-- begin Reading text --
I don't have a problem with the Boston trade. My least favorite part of it was aquiring Raef, but that's amost entirely due to his contract. He's servicable, and he'll give you an offensive lift probably 20 times a year where he drops double figures. But the more I think about it, Theo just seems to be getting more and more brittle. Maybe if the Blazers are in contention, he doesn't sit out game after game with ankle tendonitis - I don't know. But it sure got old watching teams just kill us on the boards last year and Theo on the bench. Raef seems more likely to stay healthy - I just hope that extra year on his contract doesn't come back to haunt us.


----------



## PorterIn2004 (Jan 1, 2003)

kaydow said:


> I just hope that extra year on his contract doesn't come back to haunt us.


I don't see how it would, given that this team is gonna be up against the cap for as far as the eye can see.


----------



## Verro (Jul 4, 2005)

He has 3 years left on probably the worst contract in the NBA, and his production is steadily declining. We would have to pay another team to take him off our hands. It's no wonder every trade proposed by a boston fan over the last few years has included LaFrentz.


----------



## For Three! Rip City! (Nov 11, 2003)

Well now granted Raef is not our savior but he will be a nice contributer. I don't think his contract is the "worst" in the NBA. If you really want to feel better take a look at the contract Starbury has with New York or Kmart with Denver.

That's a sure fire way to feel like Lafrentz is a bargain! Two worst contracts and a beer oughta cure ya. Call us in the morning and see how you're feeling then. :biggrin:


----------



## MARIS61 (Apr 28, 2003)
-- end Reading text --
-- begin Given records --
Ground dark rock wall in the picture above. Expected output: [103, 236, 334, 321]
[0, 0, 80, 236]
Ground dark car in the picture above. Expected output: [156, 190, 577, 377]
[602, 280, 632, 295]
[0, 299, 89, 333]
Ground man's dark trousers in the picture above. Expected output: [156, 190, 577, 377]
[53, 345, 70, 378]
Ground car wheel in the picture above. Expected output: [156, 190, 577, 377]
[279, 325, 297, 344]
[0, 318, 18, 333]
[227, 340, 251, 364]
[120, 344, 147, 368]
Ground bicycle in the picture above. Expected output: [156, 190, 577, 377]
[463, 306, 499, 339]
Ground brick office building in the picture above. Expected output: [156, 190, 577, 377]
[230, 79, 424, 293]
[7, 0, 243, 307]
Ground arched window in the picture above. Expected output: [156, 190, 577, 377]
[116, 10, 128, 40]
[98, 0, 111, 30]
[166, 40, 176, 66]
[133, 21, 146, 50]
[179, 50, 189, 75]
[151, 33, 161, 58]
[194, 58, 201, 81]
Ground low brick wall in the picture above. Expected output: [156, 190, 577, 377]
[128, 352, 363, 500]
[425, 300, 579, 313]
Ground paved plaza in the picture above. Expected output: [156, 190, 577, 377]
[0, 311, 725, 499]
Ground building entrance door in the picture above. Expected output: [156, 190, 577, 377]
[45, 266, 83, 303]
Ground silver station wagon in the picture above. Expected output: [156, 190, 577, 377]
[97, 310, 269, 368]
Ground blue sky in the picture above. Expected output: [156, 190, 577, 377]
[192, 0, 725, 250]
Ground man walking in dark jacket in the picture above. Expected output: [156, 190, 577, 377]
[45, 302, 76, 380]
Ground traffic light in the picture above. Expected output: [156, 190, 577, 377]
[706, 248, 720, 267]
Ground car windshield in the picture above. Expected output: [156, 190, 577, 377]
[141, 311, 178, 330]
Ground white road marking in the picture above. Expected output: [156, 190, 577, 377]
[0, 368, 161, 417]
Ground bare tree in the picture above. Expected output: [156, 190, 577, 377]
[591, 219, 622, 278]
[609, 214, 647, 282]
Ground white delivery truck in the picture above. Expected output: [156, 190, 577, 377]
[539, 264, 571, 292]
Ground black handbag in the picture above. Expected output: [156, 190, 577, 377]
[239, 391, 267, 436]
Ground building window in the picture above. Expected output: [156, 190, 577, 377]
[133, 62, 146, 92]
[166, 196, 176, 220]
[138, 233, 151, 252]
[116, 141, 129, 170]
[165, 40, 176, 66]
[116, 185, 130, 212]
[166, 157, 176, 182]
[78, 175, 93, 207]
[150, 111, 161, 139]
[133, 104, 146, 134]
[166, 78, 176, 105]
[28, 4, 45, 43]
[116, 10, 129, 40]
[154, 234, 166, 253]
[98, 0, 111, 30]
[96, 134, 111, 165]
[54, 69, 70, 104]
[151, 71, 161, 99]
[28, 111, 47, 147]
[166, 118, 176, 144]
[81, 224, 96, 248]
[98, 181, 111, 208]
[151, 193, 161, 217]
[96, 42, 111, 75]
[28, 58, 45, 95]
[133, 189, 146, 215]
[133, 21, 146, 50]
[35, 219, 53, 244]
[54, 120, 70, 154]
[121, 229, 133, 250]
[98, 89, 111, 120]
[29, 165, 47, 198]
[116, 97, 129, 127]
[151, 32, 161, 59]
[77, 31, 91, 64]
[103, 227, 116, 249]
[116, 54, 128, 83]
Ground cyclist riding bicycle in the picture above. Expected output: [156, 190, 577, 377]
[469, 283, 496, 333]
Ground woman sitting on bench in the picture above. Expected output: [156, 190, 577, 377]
-- end Given records --
**Problems and tasks**
[a] Please answer these questions about the forum thread on the Boston trade:
(i) What condition kept Theo on the bench game after game?
(ii) How many years does Verro say are left on Raef's contract?
(iii) Whose contracts does For Three! Rip City! suggest looking at, and with which teams?
[b] Write the next part of the forum thread on the Boston trade, picking up after its final line.
The records were taken from a separate source.

**Expected responses**
[a]
(i) Ankle tendonitis.
(ii) 3 years.
(iii) Starbury's with New York and Kmart's with Denver.

[b]
For Three! Rip City! said:


> Well now granted Raef is not our savior but he will be a nice contributer. I don't think his contract is the "worst" in the NBA. If you really want to feel better take a look at the contract Starbury has with New York or Kmart with Denver.
> 
> That's a sure fire way to feel like Lafrentz is a bargain! Two worst contracts and a beer oughta cure ya. Call us in the morning and see how you're feeling then. :biggrin:


Poppycock!

Those 2, while I'm not a fan of either, are bona fide NBA talents.

Raef is a big guy who can hit 3's at an average percentage.

He has no other skill and is a cowardly player.

Nash's biggest strength was that he resisted every trade offer that included Raef's ridiculous contract and above all, his presence in Portland.


----------



## barfo (Jan 2, 2003)

MARIS61 said:


> He has no other skill and is a cowardly player.


If Raef is the cowardly lion, then I guess Miles is the Tin Man, and Travis is the scarecrow. 
I nominate Martell for the role of Dorothy, and Dixon as Toto. Paul Allen is the Wizard
of Oz. Bonzi was the wicked witch of the East, Sheed the wicked witch of the West, and 
Nate is Glinda the Good.

barfo


----------



## Fork (Jan 2, 2003)

Who cares how bad his contract is. We won't be under the cap for the foreseeable future and I don't have to pay him his salary. 

He can make shots, he plays average defense, he rebounds a little bit. Sounds okay to me. 

What's the problem?


----------



## Gunner (Sep 16, 2005)

barfo said:


> If Raef is the cowardly lion, then I guess Miles is the Tin Man, and Travis is the scarecrow.
> I nominate Martell for the role of Dorothy, and Dixon as Toto. Paul Allen is the Wizard
> of Oz. Bonzi was the wicked witch of the East, Sheed the wicked witch of the West, and
> Nate is Glinda the Good.
> ...


Now if the Wiz could just give Miles a brain and Travis a(some) heart,that'd solve some problems.


----------



## It's_GO_Time (Oct 13, 2005)

barfo said:


> If Raef is the cowardly lion, then I guess Miles is the Tin Man, and Travis is the scarecrow.
> I nominate Martell for the role of Dorothy, and Dixon as Toto. Paul Allen is the Wizard
> of Oz. Bonzi was the wicked witch of the East, Sheed the wicked witch of the West, and
> Nate is Glinda the Good.
> ...


 I'm guessing they traded the munchkin to Boston


----------



## It's_GO_Time (Oct 13, 2005)

Gunner said:


> Now if the Wiz could just give Miles a brain and Travis a(some) heart,that'd solve some problems.


Strike that . . . reverse it. :biggrin:


----------



## TP3 (Jan 26, 2003)

I would guess the Kansas connection would add some appeal to Raef for K. Pritchard. Maybe.


----------



## For Three! Rip City! (Nov 11, 2003)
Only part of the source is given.